Document text

begin

Of course not. Lewis Carrol did! Just a test. You passed. I could have said it was Baudelaire in translation and nobody would have known the difference.
Quote from hypostomus:
You can tell that Jack and I are both "of an age" because we both admire and emulate the Thirties poet Ogden Nash. Note how both our styles ring of Nash:
"Twas brillig
and the slithy toves
did gyre and gymbal
on the wave."
Quote from Trader666:
Yes I did read the part where you said the CREDIT MARKET and of course I was being sarcastic about applying the Hershey method. But don't tell me: "I regularly run my stochastic models for Interest Rate risk (vasicek), Bond Recovery Rates, and Credit Spread Premiums (GARCH(1,1))" and then say you're not forecasting / predicting anything.
Quote from Trader666:
On our backtests differing, there's no way you'll get a positive result by testing only what's in Jack's "Tomorrow's Paper Today" document, which is what I tested. Are you saying you introduced no ADDITIONAL conditions?

end

Dataset items
begin

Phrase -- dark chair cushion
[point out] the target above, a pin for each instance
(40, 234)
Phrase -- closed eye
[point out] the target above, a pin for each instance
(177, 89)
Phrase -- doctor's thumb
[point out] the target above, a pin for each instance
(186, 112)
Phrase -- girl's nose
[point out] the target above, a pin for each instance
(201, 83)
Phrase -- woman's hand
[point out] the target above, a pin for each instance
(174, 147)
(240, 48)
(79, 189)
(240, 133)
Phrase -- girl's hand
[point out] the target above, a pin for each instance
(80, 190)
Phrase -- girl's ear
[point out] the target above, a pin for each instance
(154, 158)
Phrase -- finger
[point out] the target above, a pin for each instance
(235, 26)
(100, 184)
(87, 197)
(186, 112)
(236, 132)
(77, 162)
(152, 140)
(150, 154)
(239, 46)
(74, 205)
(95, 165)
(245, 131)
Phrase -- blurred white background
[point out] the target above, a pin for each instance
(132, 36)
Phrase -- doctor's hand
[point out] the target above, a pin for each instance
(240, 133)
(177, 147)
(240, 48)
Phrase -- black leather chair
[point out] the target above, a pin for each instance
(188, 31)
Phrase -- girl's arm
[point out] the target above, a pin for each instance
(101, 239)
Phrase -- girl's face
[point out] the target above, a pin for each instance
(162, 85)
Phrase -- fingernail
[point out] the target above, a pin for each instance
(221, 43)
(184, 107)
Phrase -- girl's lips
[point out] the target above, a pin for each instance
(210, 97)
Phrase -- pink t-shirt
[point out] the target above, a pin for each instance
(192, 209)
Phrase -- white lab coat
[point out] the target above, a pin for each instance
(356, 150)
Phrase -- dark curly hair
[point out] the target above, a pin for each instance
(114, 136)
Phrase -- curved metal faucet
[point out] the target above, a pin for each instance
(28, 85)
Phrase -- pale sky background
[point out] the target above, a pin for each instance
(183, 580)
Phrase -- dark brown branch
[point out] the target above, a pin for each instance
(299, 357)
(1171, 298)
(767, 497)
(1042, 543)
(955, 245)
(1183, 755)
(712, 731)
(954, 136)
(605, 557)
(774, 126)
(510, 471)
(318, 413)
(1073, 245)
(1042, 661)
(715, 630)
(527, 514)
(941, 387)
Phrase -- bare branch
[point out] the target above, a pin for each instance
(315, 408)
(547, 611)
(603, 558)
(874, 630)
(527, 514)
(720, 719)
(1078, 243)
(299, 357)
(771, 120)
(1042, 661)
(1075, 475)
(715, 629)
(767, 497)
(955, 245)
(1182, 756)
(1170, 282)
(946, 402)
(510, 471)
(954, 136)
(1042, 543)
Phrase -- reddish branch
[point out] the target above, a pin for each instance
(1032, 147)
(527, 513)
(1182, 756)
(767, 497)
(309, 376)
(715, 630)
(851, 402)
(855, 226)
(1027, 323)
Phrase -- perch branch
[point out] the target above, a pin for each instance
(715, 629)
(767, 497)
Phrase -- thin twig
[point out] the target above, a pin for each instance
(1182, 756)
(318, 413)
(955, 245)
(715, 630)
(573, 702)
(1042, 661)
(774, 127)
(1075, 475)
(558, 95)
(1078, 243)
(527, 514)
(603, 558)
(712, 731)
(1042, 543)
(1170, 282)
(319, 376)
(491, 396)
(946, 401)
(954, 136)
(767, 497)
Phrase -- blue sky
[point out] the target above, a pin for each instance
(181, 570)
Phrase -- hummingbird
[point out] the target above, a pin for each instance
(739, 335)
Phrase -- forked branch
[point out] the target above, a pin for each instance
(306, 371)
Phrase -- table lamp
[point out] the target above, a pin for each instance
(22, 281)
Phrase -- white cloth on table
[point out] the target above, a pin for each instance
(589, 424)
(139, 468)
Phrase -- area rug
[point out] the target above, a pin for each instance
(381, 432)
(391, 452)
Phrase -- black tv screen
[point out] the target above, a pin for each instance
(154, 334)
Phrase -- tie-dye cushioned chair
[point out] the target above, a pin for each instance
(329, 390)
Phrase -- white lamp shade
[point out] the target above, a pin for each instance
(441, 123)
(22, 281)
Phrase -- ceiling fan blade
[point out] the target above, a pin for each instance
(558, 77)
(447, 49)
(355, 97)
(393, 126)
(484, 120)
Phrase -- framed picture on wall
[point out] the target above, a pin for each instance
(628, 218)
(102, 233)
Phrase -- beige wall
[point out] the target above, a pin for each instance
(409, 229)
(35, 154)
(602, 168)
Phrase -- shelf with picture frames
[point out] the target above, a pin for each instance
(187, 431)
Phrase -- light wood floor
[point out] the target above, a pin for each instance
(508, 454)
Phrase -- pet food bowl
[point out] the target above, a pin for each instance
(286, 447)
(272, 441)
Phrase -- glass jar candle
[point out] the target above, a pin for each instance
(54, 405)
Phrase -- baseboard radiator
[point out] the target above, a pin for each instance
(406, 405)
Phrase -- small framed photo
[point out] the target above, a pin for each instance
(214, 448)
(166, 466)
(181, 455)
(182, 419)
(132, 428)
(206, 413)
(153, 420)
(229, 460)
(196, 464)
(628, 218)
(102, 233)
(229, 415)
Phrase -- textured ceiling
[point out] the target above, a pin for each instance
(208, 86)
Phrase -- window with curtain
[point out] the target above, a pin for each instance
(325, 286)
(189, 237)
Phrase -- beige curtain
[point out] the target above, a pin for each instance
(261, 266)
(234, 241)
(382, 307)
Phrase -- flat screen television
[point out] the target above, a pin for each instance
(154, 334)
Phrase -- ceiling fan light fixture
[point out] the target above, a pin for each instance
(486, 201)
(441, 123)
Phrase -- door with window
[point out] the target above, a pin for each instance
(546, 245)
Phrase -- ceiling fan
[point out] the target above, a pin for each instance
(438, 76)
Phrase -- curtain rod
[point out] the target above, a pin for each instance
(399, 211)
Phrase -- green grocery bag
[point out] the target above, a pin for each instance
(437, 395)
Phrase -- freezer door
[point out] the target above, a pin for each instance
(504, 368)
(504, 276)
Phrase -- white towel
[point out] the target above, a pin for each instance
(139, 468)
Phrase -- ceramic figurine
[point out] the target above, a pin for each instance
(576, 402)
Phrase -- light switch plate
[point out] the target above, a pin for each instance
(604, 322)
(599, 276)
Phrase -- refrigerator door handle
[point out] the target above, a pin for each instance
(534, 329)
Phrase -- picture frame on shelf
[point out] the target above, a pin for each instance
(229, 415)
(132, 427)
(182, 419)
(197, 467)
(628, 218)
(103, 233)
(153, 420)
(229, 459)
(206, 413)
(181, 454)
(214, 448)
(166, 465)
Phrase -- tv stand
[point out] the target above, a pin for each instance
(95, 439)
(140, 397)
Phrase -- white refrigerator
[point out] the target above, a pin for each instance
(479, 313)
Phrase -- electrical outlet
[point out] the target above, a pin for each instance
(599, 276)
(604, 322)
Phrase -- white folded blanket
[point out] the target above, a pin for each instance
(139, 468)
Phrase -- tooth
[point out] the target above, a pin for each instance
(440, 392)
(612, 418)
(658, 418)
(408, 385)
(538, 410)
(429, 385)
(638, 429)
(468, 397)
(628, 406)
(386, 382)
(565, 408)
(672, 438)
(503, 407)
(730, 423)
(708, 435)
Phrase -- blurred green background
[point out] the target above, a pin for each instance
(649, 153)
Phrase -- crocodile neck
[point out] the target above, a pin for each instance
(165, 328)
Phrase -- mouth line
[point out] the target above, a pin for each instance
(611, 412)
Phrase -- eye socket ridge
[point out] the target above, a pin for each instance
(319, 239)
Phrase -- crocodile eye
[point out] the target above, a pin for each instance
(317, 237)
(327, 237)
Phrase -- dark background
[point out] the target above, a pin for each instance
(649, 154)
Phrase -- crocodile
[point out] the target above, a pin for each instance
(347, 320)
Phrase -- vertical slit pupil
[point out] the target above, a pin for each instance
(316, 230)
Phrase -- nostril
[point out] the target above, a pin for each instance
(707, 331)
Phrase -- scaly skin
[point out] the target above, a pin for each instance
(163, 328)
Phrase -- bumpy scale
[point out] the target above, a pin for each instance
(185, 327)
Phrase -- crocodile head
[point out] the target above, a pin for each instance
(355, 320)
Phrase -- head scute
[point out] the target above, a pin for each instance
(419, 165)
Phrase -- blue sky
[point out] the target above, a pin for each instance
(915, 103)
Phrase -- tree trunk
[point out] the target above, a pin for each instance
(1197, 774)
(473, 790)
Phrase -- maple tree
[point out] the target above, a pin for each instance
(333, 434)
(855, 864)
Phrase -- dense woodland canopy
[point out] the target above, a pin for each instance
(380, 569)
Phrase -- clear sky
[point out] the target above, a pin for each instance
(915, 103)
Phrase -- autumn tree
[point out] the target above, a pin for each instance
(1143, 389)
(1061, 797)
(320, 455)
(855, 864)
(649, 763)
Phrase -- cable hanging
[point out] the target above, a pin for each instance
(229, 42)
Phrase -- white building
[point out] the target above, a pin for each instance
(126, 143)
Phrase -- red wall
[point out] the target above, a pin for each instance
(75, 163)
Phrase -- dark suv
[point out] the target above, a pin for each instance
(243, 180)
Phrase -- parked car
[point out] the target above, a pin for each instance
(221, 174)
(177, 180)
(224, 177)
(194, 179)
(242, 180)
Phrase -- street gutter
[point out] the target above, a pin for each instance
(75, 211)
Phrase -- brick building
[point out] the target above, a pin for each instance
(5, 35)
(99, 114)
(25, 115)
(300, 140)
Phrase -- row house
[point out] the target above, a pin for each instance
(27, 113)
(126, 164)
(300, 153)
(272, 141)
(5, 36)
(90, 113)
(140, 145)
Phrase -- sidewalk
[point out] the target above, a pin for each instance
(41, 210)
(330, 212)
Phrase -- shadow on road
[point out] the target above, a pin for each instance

end

Exercise task 1
Reproduce the passage of the forum exchange from "Of course not." up to and including "forecasting / predicting anything.".
Exercise task 2
Edit the dataset items from the line with "Phrase -- sidewalk" up to and including the final line of the dataset items, replacing "sidewalk" with "footpath" and leaving all else unchanged. Return only those lines.

Correct answer 1
Of course not. Lewis Carrol did! Just a test. You passed. I could have said it was Baudelaire in translation and nobody would have known the difference.
Quote from hypostomus:
You can tell that Jack and I are both "of an age" because we both admire and emulate the Thirties poet Ogden Nash. Note how both our styles ring of Nash:
"Twas brillig
and the slithy toves
did gyre and gymbal
on the wave."
Quote from Trader666:
Yes I did read the part where you said the CREDIT MARKET and of course I was being sarcastic about applying the Hershey method. But don't tell me: "I regularly run my stochastic models for Interest Rate risk (vasicek), Bond Recovery Rates, and Credit Spread Premiums (GARCH(1,1))" and then say you're not forecasting / predicting anything.

Correct answer 2
Phrase -- footpath
[point out] the target above, a pin for each instance
(41, 210)
(330, 212)
Phrase -- shadow on road
[point out] the target above, a pin for each instance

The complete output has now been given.